Restate the listing below word for word; no pictures belong in the copy.

+++

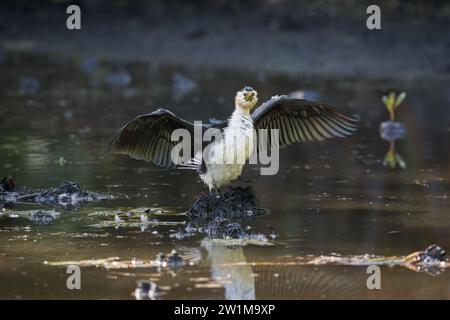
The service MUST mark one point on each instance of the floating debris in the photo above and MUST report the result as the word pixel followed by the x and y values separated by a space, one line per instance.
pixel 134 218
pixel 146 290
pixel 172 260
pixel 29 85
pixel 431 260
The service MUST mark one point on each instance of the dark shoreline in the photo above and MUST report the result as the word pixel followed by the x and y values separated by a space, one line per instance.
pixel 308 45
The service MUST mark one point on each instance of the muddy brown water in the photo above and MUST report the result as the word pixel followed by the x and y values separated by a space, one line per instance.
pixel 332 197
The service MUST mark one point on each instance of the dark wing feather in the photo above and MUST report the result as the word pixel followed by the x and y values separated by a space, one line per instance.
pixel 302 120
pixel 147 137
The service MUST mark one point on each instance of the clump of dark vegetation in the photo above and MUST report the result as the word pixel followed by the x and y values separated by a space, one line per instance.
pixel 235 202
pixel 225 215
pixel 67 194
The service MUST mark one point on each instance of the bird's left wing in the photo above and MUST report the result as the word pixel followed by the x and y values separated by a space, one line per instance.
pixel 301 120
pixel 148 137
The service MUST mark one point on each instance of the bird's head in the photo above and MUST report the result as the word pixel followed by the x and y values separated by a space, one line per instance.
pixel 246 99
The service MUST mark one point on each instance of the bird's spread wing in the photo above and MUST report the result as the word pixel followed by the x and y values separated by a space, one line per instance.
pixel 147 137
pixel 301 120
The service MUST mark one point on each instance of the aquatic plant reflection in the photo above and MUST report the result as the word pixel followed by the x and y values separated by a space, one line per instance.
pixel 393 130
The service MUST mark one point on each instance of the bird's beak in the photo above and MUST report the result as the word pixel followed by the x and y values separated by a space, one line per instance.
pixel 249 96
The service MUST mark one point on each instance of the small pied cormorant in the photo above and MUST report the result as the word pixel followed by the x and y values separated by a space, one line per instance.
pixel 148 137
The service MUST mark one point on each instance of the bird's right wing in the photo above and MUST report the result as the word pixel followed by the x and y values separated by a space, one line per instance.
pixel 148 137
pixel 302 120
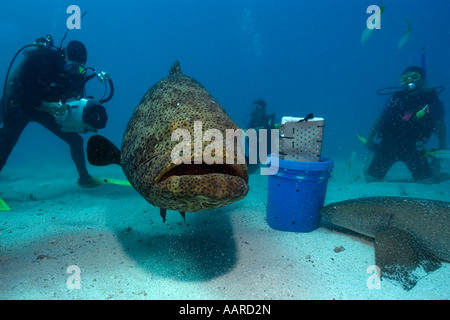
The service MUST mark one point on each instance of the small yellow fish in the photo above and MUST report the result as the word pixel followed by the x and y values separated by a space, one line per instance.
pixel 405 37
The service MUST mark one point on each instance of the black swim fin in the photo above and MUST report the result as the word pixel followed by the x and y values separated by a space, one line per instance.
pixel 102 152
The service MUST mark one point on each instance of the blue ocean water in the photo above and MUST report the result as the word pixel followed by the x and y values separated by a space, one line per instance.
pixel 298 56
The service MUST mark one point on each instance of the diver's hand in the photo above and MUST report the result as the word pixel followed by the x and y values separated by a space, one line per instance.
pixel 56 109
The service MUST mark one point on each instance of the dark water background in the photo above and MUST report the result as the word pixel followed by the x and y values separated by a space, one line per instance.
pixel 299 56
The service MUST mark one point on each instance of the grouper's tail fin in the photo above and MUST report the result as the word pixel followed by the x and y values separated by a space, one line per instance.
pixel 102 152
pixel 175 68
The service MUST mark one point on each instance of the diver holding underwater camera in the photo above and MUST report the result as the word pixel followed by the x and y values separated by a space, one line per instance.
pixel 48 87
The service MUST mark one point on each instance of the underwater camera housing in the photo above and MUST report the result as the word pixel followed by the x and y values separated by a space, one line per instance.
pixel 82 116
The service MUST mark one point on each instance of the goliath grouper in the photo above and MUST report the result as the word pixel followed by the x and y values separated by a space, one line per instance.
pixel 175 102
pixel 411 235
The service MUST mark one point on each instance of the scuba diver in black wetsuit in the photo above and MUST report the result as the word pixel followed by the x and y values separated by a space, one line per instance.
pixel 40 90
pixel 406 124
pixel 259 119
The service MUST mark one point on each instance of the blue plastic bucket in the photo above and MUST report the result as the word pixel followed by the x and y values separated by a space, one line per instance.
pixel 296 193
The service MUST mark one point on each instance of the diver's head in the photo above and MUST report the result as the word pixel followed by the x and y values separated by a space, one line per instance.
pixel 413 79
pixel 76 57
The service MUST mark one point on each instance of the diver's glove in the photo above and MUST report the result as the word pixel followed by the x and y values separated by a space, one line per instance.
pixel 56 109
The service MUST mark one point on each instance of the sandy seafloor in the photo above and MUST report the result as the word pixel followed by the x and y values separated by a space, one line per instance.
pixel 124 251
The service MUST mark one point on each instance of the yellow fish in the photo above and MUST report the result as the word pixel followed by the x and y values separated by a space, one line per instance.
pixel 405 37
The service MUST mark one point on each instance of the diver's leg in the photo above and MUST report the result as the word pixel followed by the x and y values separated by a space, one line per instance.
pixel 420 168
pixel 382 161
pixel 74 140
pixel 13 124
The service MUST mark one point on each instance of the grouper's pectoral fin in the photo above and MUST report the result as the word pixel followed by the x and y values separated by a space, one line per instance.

+++

▶ **Reply**
The service MUST mark one point on each instance of the floating debris in the photo above and MUST report the result as the word pixel followed by the x and y values separated by a space, one line per instance.
pixel 134 218
pixel 146 290
pixel 172 260
pixel 29 85
pixel 431 260
The service MUST mark one point on each instance of the dark shoreline in the photo above and MUST report the result as the word pixel followed by the x and y values separated by a space, one line per instance.
pixel 308 45
The service MUST mark one point on each instance of the muddy brown water in the photo above and MUST report the result as the word pixel followed by the x and y values separated by a space, one line per instance.
pixel 332 197
The service MUST mark one point on each instance of the dark wing feather in the photo above and MUST report the result as the word pixel followed by the x and y values separated by a space, one line per instance.
pixel 302 120
pixel 147 137
The service MUST mark one point on each instance of the clump of dark vegetation in the photo above and MUST report the result as the word pixel followed by the x and y values separated by a space, one line per instance.
pixel 235 202
pixel 225 215
pixel 67 194
The service MUST mark one point on each instance of the bird's left wing in the photo above and MUST report the result as the word pixel followed by the x and y values separated by a space, one line per instance.
pixel 301 120
pixel 148 137
The service MUST mark one point on each instance of the bird's head in the photo above and MUST report the result as the word pixel followed by the x and y values separated by a space, one line per instance.
pixel 246 99
The service MUST mark one point on each instance of the bird's spread wing in the photo above and MUST report the result as the word pixel followed by the x and y values separated by a space, one line per instance.
pixel 147 137
pixel 301 120
The service MUST mark one point on each instance of the aquatic plant reflection in the photo above and MUST report the result as the word pixel followed by the x and y values separated by a space, one line per instance.
pixel 393 130
The service MUST mark one point on each instance of the bird's beak in the photo above and MUST report the result as the word pixel followed by the x and y values separated by a space, one line per instance.
pixel 249 96
The service MUST mark one point on each instance of the small pied cormorant in the photo above and MUST report the result as the word pixel followed by the x and y values separated by a space, one line per instance.
pixel 148 137
The service MUST mark one point on each instance of the bird's right wing in the photo above and MUST report the result as the word pixel followed by the x and y values separated by a space, one line per instance.
pixel 148 137
pixel 302 120
The service MUST mark one point on each instance of the small yellow fish in the photo above and MUST report the result as the word pixel followed by the x and y values separated by a space, one line per instance.
pixel 405 37
The service MUST mark one point on each instance of the black swim fin in the photo above and MUST report the result as the word pixel followed by the x and y values separated by a space, one line per instance.
pixel 102 152
The service MUST mark one point on each instance of the blue ocean water in the photo above and MUST report the result as the word pixel followed by the x and y values separated by a space, one line per instance.
pixel 298 56
The service MUST mark one point on each instance of the diver's hand in the photo above and MUST report the result as the word pixel followed by the x and y values separated by a space, one line per instance.
pixel 56 109
The service MUST mark one point on each instance of the dark water background in the photo above and MUST report the result as the word pixel followed by the x and y values separated by a space, one line per instance.
pixel 299 56
The service MUST mark one point on each instance of the grouper's tail fin in the photo above and MUST report the result as the word pixel followed by the x and y values separated by a space, one line per instance.
pixel 102 152
pixel 175 68
The service MUST mark one point on each instance of the diver holding underwater camera in the photo above and MUST report the result as the word pixel followed by the x and y values separated by a space, one line per instance.
pixel 48 87
The service MUST mark one point on each instance of the underwater camera housing in the photo above and MUST report the result as the word pixel followed by the x and y values separated by a space, one line per instance.
pixel 82 116
The service MUST mark one point on each instance of the goliath grouper in the photo above and MUST report the result as the word pixel followed by the x and y values separated by a space, one line per instance.
pixel 175 102
pixel 411 235
The service MUST mark one point on each instance of the scuba diver in black wetsuit in the photo above and MUST report the result as the word pixel followed by the x and y values separated by a space, one line per instance.
pixel 40 90
pixel 406 124
pixel 259 119
The service MUST mark one point on each instance of the blue plastic bucket in the photo above and MUST report the result as the word pixel followed by the x and y values separated by a space, one line per instance.
pixel 296 193
The service MUST mark one point on each instance of the diver's head in the photo above and MUST report the result as the word pixel followed by the x and y values separated by a space, one line per instance.
pixel 413 79
pixel 76 57
The service MUST mark one point on each instance of the diver's glove in the photo above and MUST report the result as the word pixel followed by the x and y values separated by a space, one line per instance.
pixel 56 109
The service MUST mark one point on each instance of the sandy seafloor in the photo above and MUST report the result as the word pixel followed by the x and y values separated by a space, one line per instance.
pixel 124 251
The service MUST mark one point on each instance of the yellow fish in the photo above and MUST report the result as the word pixel followed by the x and y values separated by a space, one line per instance.
pixel 405 37
The service MUST mark one point on each instance of the diver's leg in the photo above and MUST report the result as the word pixel followed by the x and y values separated by a space, one line per instance.
pixel 420 168
pixel 382 161
pixel 74 140
pixel 13 124
The service MUST mark one point on each instance of the grouper's pectoral fin in the photo above and MUST report the result as the word pixel followed by the x and y values separated by a space, one line per instance.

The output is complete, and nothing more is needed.